### Task requirements
The result should be every line of the listing that contains "metal".

### Data provided
=== Begin Enclosure ===

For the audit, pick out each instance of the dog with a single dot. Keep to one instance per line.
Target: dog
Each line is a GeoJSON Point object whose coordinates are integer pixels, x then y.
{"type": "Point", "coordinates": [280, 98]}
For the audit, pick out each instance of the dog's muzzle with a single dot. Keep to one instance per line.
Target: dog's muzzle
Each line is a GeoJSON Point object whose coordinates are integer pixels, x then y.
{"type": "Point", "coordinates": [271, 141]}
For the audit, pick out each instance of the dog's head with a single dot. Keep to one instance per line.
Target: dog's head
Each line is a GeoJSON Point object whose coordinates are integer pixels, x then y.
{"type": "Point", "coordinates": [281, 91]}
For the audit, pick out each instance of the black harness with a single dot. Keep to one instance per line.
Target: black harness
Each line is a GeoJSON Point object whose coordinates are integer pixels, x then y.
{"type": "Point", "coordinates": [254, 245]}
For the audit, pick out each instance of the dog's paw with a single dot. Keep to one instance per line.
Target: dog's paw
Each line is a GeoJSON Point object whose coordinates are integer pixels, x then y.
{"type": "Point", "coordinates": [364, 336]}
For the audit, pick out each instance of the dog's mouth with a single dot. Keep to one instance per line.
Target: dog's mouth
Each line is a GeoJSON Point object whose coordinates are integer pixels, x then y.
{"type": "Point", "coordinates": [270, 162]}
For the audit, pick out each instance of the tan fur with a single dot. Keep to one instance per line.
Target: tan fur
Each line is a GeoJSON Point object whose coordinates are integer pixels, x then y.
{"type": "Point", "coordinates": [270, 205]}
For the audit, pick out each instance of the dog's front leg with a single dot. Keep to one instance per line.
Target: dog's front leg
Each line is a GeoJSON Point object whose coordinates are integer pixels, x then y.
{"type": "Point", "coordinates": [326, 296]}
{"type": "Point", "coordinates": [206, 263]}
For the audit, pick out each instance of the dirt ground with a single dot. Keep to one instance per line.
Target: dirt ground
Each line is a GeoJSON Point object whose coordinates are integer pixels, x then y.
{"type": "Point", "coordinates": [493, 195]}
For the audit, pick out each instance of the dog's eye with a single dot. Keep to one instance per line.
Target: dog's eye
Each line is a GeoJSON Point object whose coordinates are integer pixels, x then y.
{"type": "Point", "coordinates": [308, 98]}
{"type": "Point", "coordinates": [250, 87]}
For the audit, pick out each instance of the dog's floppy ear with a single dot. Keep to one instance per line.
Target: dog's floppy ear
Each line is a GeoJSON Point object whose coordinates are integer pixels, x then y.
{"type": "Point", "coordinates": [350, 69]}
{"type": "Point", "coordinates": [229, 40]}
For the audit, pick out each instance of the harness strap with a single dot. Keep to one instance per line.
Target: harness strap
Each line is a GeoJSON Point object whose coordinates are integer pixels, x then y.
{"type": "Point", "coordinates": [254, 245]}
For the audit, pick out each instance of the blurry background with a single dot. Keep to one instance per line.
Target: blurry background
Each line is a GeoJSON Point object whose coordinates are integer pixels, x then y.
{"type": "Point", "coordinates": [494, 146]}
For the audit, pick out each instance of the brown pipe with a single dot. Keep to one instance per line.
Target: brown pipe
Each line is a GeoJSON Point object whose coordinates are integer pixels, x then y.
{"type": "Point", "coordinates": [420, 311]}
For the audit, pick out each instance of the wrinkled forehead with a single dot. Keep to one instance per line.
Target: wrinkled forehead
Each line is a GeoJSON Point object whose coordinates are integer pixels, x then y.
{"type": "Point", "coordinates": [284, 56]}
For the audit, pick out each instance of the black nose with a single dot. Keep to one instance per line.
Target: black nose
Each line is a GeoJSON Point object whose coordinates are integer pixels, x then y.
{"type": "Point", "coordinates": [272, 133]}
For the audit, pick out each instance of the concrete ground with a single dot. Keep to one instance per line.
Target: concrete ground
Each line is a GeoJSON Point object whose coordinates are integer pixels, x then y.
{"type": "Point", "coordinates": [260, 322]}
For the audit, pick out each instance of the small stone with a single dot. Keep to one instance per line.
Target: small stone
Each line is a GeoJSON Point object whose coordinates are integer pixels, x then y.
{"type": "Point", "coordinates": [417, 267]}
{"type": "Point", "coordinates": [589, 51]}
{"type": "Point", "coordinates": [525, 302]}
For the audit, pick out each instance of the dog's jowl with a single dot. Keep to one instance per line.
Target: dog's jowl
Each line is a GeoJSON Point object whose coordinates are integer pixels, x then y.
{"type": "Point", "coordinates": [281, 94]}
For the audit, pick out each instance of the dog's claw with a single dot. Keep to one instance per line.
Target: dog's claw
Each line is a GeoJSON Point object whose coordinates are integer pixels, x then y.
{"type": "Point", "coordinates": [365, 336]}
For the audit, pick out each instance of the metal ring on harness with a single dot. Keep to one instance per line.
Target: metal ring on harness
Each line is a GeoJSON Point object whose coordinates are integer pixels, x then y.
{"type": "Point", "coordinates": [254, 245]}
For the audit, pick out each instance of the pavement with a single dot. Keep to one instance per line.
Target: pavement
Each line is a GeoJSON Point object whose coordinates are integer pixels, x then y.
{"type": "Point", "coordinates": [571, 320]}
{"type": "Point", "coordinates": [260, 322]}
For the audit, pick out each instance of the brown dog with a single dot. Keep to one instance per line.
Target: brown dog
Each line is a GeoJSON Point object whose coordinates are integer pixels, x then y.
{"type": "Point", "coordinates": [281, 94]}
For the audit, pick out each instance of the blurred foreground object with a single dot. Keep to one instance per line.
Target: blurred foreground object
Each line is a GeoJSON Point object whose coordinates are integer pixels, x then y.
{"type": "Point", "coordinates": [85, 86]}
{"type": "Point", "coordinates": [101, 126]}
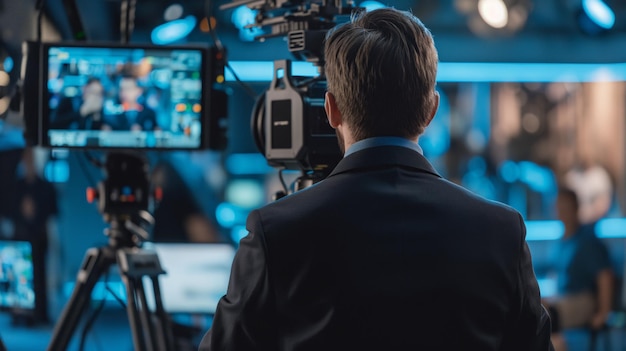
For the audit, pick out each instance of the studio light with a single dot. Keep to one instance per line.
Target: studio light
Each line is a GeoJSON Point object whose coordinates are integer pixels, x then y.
{"type": "Point", "coordinates": [173, 31]}
{"type": "Point", "coordinates": [243, 16]}
{"type": "Point", "coordinates": [595, 17]}
{"type": "Point", "coordinates": [495, 17]}
{"type": "Point", "coordinates": [493, 12]}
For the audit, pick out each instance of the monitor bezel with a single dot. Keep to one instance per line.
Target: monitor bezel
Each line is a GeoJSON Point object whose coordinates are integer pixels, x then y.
{"type": "Point", "coordinates": [45, 94]}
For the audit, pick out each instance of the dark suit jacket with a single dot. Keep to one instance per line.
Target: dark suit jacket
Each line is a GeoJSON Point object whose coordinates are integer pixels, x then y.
{"type": "Point", "coordinates": [383, 254]}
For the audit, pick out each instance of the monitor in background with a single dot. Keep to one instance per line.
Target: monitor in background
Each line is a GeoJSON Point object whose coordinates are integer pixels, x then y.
{"type": "Point", "coordinates": [196, 276]}
{"type": "Point", "coordinates": [16, 276]}
{"type": "Point", "coordinates": [124, 96]}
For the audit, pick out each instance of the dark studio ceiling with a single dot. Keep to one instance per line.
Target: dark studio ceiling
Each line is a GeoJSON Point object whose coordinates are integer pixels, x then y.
{"type": "Point", "coordinates": [548, 33]}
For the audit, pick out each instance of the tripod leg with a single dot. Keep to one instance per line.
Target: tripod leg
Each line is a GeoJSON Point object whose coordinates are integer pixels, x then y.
{"type": "Point", "coordinates": [96, 262]}
{"type": "Point", "coordinates": [136, 316]}
{"type": "Point", "coordinates": [166, 326]}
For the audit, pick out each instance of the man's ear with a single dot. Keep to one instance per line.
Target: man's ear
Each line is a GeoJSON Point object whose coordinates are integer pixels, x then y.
{"type": "Point", "coordinates": [433, 112]}
{"type": "Point", "coordinates": [332, 111]}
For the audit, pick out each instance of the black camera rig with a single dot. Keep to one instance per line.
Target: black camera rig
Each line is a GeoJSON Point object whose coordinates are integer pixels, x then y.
{"type": "Point", "coordinates": [288, 122]}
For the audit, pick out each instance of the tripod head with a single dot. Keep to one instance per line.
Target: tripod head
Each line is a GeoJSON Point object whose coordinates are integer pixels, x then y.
{"type": "Point", "coordinates": [123, 199]}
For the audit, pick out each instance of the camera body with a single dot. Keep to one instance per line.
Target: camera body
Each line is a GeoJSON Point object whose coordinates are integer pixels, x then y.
{"type": "Point", "coordinates": [289, 121]}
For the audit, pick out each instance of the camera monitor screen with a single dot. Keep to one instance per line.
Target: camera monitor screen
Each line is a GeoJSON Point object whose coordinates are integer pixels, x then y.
{"type": "Point", "coordinates": [124, 97]}
{"type": "Point", "coordinates": [196, 276]}
{"type": "Point", "coordinates": [16, 275]}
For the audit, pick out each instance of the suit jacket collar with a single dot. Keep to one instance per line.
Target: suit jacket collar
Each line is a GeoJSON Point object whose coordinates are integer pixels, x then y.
{"type": "Point", "coordinates": [384, 156]}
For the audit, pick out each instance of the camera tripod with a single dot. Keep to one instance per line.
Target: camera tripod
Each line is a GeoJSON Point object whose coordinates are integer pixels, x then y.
{"type": "Point", "coordinates": [150, 331]}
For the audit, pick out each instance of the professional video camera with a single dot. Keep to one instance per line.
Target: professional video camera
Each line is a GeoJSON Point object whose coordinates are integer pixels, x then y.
{"type": "Point", "coordinates": [73, 95]}
{"type": "Point", "coordinates": [289, 123]}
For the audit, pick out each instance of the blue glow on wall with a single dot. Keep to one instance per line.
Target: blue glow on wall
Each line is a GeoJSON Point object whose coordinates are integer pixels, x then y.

=== End Enclosure ===

### Exercise solution
For the audit, pick out each instance of the metal ring on harness with a single dot. Keep to one instance per line.
Target: metal ring on harness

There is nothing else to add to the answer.